:: Supplied records ::
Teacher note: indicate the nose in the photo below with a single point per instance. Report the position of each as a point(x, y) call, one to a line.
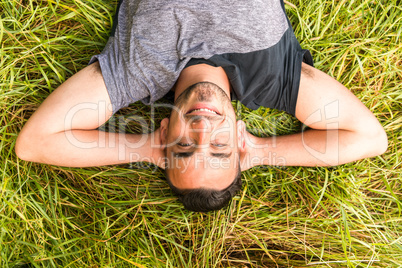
point(202, 128)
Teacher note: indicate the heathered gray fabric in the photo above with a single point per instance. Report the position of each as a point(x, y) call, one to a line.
point(154, 40)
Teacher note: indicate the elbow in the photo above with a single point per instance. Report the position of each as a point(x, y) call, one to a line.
point(382, 142)
point(20, 149)
point(378, 141)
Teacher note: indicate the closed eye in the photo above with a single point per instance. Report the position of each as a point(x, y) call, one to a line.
point(220, 145)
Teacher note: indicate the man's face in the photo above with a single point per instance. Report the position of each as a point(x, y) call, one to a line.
point(201, 139)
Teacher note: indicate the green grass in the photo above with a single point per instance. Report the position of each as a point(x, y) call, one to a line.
point(126, 216)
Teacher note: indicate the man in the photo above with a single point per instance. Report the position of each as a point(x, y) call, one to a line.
point(208, 53)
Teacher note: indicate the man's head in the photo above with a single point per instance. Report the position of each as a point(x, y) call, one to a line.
point(202, 147)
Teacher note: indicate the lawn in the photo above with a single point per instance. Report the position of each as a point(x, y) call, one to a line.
point(126, 216)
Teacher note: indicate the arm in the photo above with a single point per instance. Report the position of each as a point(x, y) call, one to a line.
point(63, 129)
point(343, 129)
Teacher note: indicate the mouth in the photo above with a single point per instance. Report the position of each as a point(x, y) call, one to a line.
point(203, 109)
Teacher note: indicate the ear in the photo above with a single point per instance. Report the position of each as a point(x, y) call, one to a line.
point(241, 136)
point(160, 139)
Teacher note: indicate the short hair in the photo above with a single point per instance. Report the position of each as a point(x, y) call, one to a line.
point(204, 200)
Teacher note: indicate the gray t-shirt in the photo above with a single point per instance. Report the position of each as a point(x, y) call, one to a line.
point(152, 42)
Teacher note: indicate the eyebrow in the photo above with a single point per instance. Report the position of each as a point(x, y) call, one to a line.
point(188, 154)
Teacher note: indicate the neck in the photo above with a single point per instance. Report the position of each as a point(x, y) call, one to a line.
point(202, 73)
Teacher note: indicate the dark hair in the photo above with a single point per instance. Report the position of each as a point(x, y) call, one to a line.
point(204, 200)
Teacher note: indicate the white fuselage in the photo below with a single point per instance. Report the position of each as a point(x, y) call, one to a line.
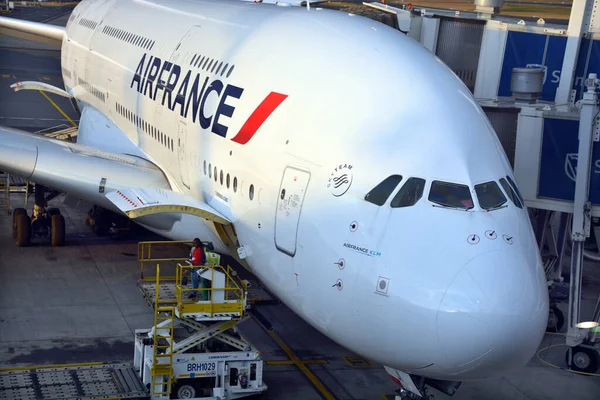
point(255, 99)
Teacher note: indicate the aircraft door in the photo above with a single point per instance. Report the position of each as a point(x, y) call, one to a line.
point(289, 204)
point(181, 153)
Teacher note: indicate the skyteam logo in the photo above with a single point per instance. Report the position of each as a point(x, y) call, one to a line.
point(189, 93)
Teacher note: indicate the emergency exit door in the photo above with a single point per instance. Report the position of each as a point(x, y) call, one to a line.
point(289, 205)
point(181, 154)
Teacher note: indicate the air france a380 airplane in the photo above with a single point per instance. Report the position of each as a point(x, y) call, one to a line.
point(373, 197)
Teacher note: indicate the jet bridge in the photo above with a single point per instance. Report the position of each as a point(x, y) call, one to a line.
point(537, 81)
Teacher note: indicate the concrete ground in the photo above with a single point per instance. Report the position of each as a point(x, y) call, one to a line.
point(80, 303)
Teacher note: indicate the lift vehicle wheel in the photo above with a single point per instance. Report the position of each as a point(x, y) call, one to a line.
point(23, 230)
point(585, 359)
point(16, 213)
point(58, 230)
point(184, 390)
point(556, 320)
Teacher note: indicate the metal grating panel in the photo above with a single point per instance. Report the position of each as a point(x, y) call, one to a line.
point(504, 121)
point(70, 383)
point(459, 45)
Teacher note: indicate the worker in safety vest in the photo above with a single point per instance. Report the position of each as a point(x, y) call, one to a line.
point(196, 258)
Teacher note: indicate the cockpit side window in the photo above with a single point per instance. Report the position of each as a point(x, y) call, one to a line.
point(489, 195)
point(511, 193)
point(409, 194)
point(515, 188)
point(451, 195)
point(380, 193)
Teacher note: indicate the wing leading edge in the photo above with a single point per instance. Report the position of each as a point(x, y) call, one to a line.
point(37, 31)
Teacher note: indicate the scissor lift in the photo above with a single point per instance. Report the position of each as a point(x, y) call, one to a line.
point(194, 349)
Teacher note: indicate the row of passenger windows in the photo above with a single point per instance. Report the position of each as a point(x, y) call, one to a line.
point(212, 65)
point(92, 89)
point(446, 194)
point(128, 37)
point(219, 176)
point(150, 129)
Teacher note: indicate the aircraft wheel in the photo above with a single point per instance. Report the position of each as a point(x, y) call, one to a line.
point(184, 391)
point(53, 211)
point(23, 230)
point(585, 359)
point(16, 213)
point(556, 320)
point(58, 230)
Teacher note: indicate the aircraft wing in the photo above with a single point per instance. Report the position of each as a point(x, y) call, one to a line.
point(37, 31)
point(142, 202)
point(122, 183)
point(81, 171)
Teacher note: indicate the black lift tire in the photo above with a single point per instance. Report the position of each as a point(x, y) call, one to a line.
point(58, 230)
point(585, 359)
point(16, 213)
point(53, 211)
point(183, 390)
point(23, 231)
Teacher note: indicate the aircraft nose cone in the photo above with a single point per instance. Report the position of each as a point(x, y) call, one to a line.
point(493, 315)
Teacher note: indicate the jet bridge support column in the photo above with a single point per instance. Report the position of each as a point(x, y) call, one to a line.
point(580, 24)
point(588, 134)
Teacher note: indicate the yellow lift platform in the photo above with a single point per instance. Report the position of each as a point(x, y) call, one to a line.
point(194, 349)
point(168, 254)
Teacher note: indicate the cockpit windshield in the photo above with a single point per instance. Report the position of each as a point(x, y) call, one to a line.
point(451, 195)
point(490, 196)
point(511, 193)
point(409, 194)
point(380, 193)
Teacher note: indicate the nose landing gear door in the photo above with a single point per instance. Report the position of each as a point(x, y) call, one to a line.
point(289, 204)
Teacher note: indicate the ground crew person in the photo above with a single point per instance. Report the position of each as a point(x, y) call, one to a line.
point(196, 258)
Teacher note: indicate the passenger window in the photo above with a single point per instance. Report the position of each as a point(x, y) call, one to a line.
point(452, 195)
point(511, 193)
point(381, 192)
point(489, 195)
point(409, 194)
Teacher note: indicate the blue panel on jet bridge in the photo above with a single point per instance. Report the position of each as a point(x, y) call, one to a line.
point(558, 164)
point(526, 49)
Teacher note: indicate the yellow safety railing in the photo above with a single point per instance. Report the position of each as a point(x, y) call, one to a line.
point(147, 254)
point(232, 302)
point(162, 361)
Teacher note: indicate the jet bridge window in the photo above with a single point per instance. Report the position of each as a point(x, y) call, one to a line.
point(380, 193)
point(452, 195)
point(409, 194)
point(512, 195)
point(489, 195)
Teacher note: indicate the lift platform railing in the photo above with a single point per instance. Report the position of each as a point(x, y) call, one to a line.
point(225, 298)
point(147, 253)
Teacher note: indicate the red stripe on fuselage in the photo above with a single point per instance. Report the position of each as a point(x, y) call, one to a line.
point(262, 112)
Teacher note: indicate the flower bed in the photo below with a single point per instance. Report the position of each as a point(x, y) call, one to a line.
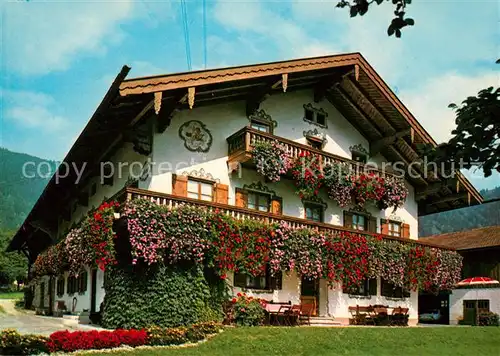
point(342, 184)
point(248, 311)
point(13, 343)
point(271, 159)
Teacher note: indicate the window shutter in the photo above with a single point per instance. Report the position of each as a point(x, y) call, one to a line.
point(405, 230)
point(348, 219)
point(179, 185)
point(277, 206)
point(221, 192)
point(240, 280)
point(372, 224)
point(275, 282)
point(384, 227)
point(241, 198)
point(372, 286)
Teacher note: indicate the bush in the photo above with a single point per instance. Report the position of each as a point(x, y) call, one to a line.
point(167, 296)
point(85, 340)
point(488, 319)
point(248, 311)
point(13, 343)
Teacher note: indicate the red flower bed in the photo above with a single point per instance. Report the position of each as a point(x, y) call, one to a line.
point(85, 340)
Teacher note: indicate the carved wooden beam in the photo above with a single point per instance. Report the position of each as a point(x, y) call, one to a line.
point(374, 113)
point(284, 81)
point(377, 146)
point(157, 101)
point(358, 110)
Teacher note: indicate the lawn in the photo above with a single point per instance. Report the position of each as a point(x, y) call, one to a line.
point(267, 341)
point(11, 295)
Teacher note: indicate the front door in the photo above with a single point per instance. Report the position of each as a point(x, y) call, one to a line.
point(309, 293)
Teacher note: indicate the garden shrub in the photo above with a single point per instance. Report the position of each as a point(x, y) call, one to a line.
point(488, 319)
point(167, 296)
point(248, 311)
point(13, 343)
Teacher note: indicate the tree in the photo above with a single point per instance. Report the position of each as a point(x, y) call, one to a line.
point(476, 140)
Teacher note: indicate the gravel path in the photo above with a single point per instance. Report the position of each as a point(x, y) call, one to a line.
point(26, 322)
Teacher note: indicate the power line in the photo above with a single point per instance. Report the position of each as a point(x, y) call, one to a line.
point(186, 33)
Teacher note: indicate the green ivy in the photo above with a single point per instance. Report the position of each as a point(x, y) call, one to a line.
point(167, 296)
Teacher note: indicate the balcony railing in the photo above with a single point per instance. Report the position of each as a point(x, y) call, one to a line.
point(172, 201)
point(240, 146)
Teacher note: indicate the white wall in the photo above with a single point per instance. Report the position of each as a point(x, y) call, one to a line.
point(290, 291)
point(458, 296)
point(287, 109)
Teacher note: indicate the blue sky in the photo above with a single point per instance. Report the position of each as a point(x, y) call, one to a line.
point(59, 57)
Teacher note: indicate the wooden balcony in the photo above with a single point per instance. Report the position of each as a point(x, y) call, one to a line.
point(172, 201)
point(240, 146)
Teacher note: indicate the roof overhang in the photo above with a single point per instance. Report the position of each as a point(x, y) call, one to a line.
point(346, 80)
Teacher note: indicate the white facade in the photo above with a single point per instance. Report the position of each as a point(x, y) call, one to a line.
point(458, 296)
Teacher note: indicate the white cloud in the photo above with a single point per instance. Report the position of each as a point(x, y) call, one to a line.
point(33, 110)
point(40, 37)
point(429, 101)
point(289, 36)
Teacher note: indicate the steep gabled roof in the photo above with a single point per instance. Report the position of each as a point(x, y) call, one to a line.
point(466, 240)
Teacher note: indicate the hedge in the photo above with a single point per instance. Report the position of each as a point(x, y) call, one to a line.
point(13, 343)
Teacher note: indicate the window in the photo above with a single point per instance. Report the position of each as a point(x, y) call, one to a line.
point(315, 116)
point(358, 222)
point(394, 228)
point(313, 212)
point(60, 286)
point(389, 291)
point(315, 143)
point(71, 285)
point(367, 288)
point(257, 201)
point(200, 190)
point(260, 126)
point(265, 281)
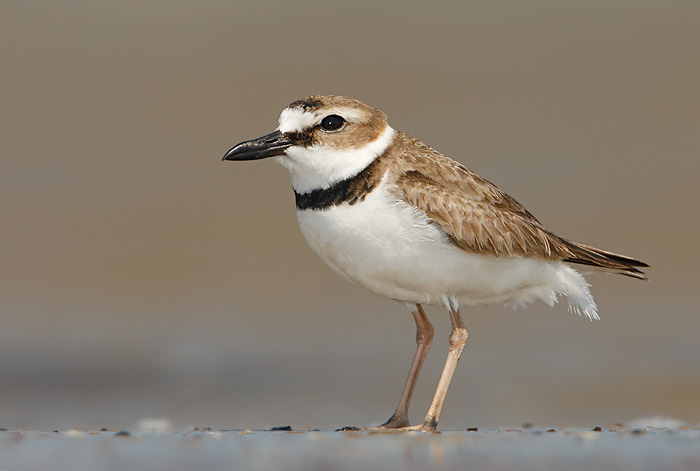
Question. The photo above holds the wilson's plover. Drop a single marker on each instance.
(391, 214)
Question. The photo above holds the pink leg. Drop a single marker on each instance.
(424, 337)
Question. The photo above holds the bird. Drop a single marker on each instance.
(389, 213)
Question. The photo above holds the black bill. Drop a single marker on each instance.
(261, 148)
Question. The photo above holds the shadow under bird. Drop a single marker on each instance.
(390, 214)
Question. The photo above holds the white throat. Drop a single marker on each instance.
(317, 167)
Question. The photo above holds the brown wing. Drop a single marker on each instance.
(478, 217)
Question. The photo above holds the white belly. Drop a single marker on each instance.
(391, 249)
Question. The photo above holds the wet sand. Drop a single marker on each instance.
(522, 448)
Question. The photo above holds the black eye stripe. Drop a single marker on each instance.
(332, 122)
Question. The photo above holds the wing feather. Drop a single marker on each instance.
(478, 217)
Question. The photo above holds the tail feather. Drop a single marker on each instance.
(592, 256)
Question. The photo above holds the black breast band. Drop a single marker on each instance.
(350, 191)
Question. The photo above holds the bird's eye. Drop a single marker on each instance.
(332, 122)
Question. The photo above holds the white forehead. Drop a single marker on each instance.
(298, 119)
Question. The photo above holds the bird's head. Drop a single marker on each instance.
(321, 139)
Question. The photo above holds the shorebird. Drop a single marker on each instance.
(397, 217)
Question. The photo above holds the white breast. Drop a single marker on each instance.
(393, 250)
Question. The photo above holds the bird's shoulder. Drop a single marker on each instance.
(473, 212)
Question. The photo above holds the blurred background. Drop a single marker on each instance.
(140, 276)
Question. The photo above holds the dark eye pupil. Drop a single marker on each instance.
(332, 122)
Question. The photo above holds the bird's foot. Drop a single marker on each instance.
(393, 425)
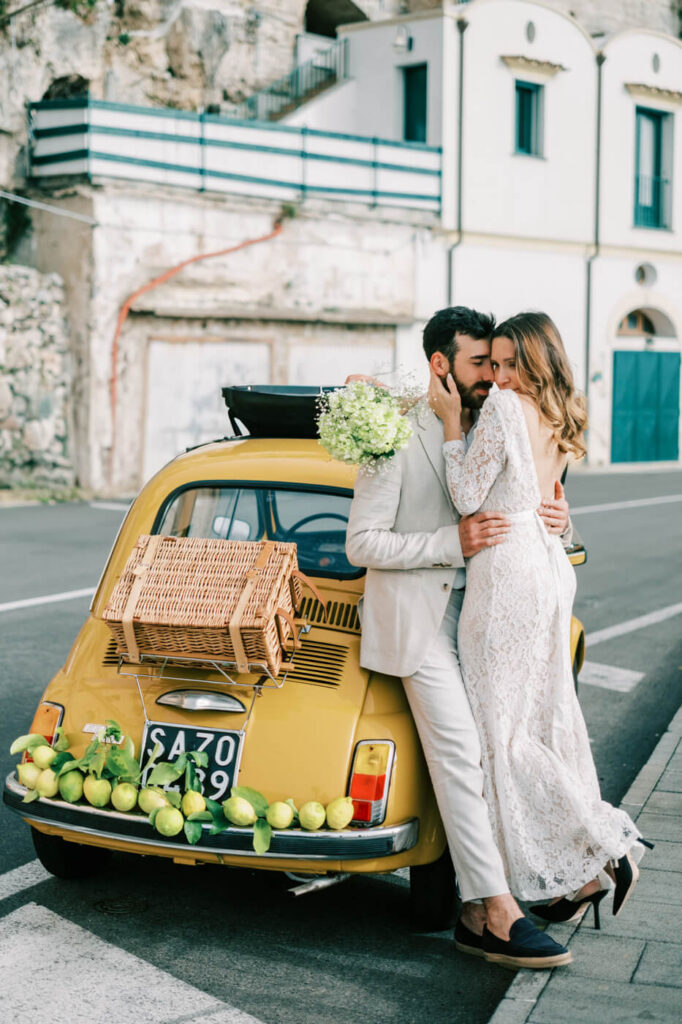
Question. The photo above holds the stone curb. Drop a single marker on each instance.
(527, 986)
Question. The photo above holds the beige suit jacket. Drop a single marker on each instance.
(403, 529)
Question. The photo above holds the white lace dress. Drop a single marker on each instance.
(553, 829)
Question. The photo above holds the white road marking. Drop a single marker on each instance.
(23, 878)
(30, 602)
(622, 629)
(608, 677)
(636, 503)
(110, 506)
(56, 971)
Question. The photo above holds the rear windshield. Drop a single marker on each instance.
(314, 520)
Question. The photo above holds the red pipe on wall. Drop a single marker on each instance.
(125, 309)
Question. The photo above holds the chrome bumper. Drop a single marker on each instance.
(360, 844)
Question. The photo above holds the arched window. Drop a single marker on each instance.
(636, 323)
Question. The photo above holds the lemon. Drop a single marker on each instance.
(71, 786)
(239, 811)
(280, 815)
(43, 756)
(311, 815)
(124, 796)
(148, 799)
(340, 812)
(193, 803)
(47, 783)
(168, 821)
(97, 791)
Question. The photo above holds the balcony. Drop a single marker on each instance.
(652, 202)
(92, 139)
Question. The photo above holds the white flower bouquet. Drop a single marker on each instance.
(363, 424)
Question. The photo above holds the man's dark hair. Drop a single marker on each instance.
(440, 332)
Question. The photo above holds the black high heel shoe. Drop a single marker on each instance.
(568, 909)
(626, 876)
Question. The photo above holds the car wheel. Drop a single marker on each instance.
(433, 895)
(68, 860)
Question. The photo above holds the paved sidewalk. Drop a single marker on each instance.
(632, 970)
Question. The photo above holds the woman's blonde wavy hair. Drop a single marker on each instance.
(545, 375)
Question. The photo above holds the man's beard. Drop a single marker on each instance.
(469, 395)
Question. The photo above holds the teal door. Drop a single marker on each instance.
(645, 425)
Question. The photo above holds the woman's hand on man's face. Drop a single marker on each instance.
(444, 401)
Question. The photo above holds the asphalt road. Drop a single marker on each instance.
(345, 953)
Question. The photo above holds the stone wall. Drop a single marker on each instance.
(35, 380)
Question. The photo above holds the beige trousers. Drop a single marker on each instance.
(450, 739)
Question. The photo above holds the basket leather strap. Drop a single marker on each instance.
(289, 619)
(309, 584)
(139, 572)
(235, 624)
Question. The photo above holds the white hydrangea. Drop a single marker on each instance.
(363, 424)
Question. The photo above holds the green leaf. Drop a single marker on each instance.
(213, 806)
(220, 822)
(201, 816)
(257, 800)
(65, 758)
(262, 835)
(28, 742)
(165, 773)
(113, 731)
(67, 766)
(122, 765)
(61, 743)
(97, 761)
(193, 830)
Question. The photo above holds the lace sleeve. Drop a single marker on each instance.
(471, 474)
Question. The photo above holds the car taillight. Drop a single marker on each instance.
(370, 780)
(46, 721)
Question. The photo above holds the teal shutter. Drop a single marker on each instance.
(645, 419)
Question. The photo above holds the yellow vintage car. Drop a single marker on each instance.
(324, 728)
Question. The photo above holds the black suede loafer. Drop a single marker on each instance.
(467, 941)
(526, 947)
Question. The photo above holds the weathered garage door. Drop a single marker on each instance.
(646, 407)
(184, 406)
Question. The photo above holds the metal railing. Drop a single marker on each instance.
(652, 197)
(302, 83)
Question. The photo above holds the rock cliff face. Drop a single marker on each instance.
(174, 53)
(35, 380)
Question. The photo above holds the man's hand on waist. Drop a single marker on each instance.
(555, 513)
(482, 529)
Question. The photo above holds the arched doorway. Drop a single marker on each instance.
(645, 420)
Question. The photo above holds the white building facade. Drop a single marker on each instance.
(492, 154)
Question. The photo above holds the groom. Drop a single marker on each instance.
(406, 531)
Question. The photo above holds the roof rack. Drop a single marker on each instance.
(269, 411)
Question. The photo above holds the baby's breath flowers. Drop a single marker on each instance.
(363, 424)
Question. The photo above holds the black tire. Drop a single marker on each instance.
(433, 895)
(68, 860)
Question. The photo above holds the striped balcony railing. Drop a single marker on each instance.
(208, 153)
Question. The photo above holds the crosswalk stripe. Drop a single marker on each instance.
(622, 629)
(23, 878)
(635, 503)
(30, 602)
(83, 978)
(609, 677)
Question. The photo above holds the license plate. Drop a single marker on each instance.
(222, 747)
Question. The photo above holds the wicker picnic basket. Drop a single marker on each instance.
(208, 600)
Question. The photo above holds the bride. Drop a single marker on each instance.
(559, 840)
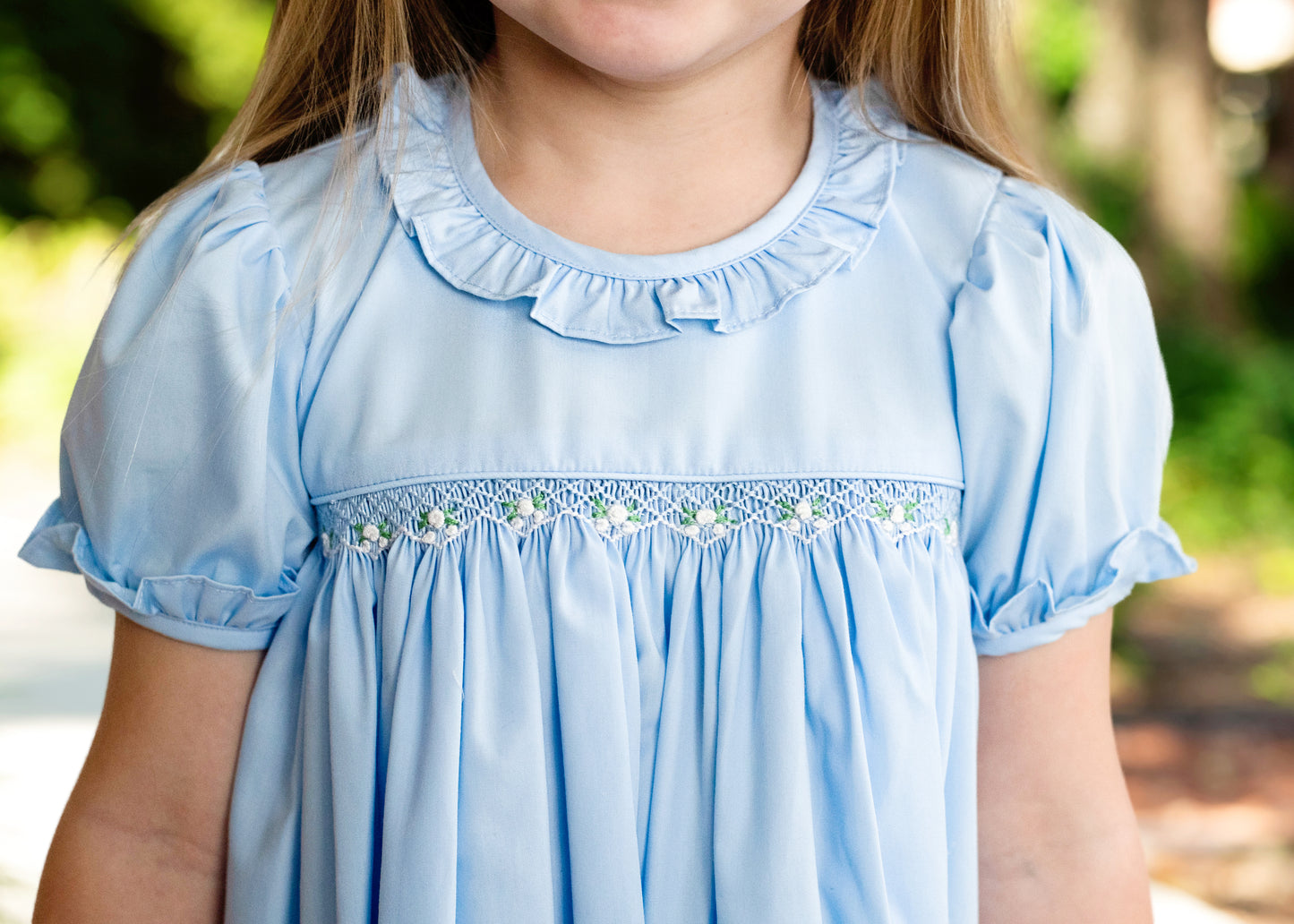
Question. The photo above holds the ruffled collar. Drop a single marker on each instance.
(482, 244)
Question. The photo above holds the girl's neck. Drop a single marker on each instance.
(642, 167)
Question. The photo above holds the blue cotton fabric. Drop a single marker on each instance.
(613, 587)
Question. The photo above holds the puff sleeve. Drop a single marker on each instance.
(1064, 417)
(182, 500)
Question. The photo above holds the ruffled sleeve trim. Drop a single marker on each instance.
(1035, 616)
(482, 244)
(188, 607)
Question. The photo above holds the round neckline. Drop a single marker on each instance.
(510, 221)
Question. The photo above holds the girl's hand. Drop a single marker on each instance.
(144, 834)
(1058, 840)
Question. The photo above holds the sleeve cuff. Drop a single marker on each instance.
(1033, 616)
(186, 607)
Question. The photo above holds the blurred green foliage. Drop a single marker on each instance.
(105, 104)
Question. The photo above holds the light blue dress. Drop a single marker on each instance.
(604, 587)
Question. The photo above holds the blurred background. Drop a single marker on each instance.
(1171, 122)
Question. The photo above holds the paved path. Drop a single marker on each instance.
(55, 642)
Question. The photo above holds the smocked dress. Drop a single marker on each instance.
(604, 587)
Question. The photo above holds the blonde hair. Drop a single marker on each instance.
(322, 75)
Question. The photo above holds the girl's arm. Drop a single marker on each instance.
(144, 834)
(1058, 840)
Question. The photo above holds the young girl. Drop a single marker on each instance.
(559, 461)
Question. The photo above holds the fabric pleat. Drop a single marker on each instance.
(561, 728)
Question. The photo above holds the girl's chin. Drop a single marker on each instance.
(648, 43)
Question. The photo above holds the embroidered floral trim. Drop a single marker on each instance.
(435, 513)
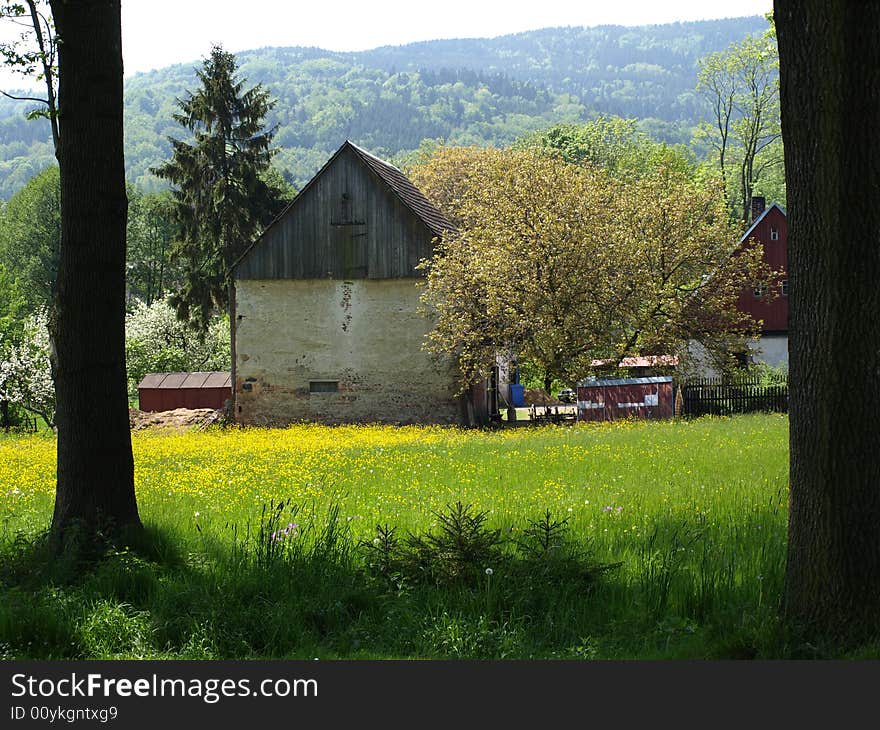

:: What the task requires ::
Shift every point coordinate in the answers by adding 141 to each number, and write out all of these lines again, not only the answers, starting at the first line above and ending at the line that contains "point(343, 129)". Leave the pictures out.

:: Answer for the task ::
Teacher note: indicate the nose in the photo below with a single point per instance. Report the position of each as a point(x, y) call, one to a line.
point(343, 269)
Teacher note: indicate the heathered gray fabric in the photo above with a single point per instance. Report the position of each as a point(x, y) call, one to a line.
point(295, 181)
Teacher note: indicate the elbow in the photo above with a single point per instance. Report the position of each as a point(x, y) call, one to a line.
point(523, 283)
point(161, 290)
point(519, 282)
Teacher note: indicate the closed eye in the photo above with a single point per instance. Report the position of each as a point(x, y) call, one to a line.
point(361, 286)
Teacher note: indicate the man's face in the photo above with a single point per instance. Report the position of each as a point(x, y) call, one to a line.
point(342, 280)
Teacher note: indicate the green grass in the photo above with a single point per instance. Report the position of each as a point(x, y) call, one to a line.
point(267, 357)
Teacher note: indicate the man in the photo above with a single point per instance. Report the position of each as a point(x, y) call, one to a line.
point(349, 194)
Teacher note: indicate the man's head in the photo above with a single point per instance. Report the position of each as a point(x, y) call, one to a line.
point(343, 288)
Teacher note: indicate the lawn in the photo above with a single point per instance. Report the position of each as a point(x, y) call, one to a line.
point(267, 357)
Teacher note: indicate the arm in the photo above with a single point per instance. Report the position of each as a point(x, y) call, one to a line.
point(204, 270)
point(484, 270)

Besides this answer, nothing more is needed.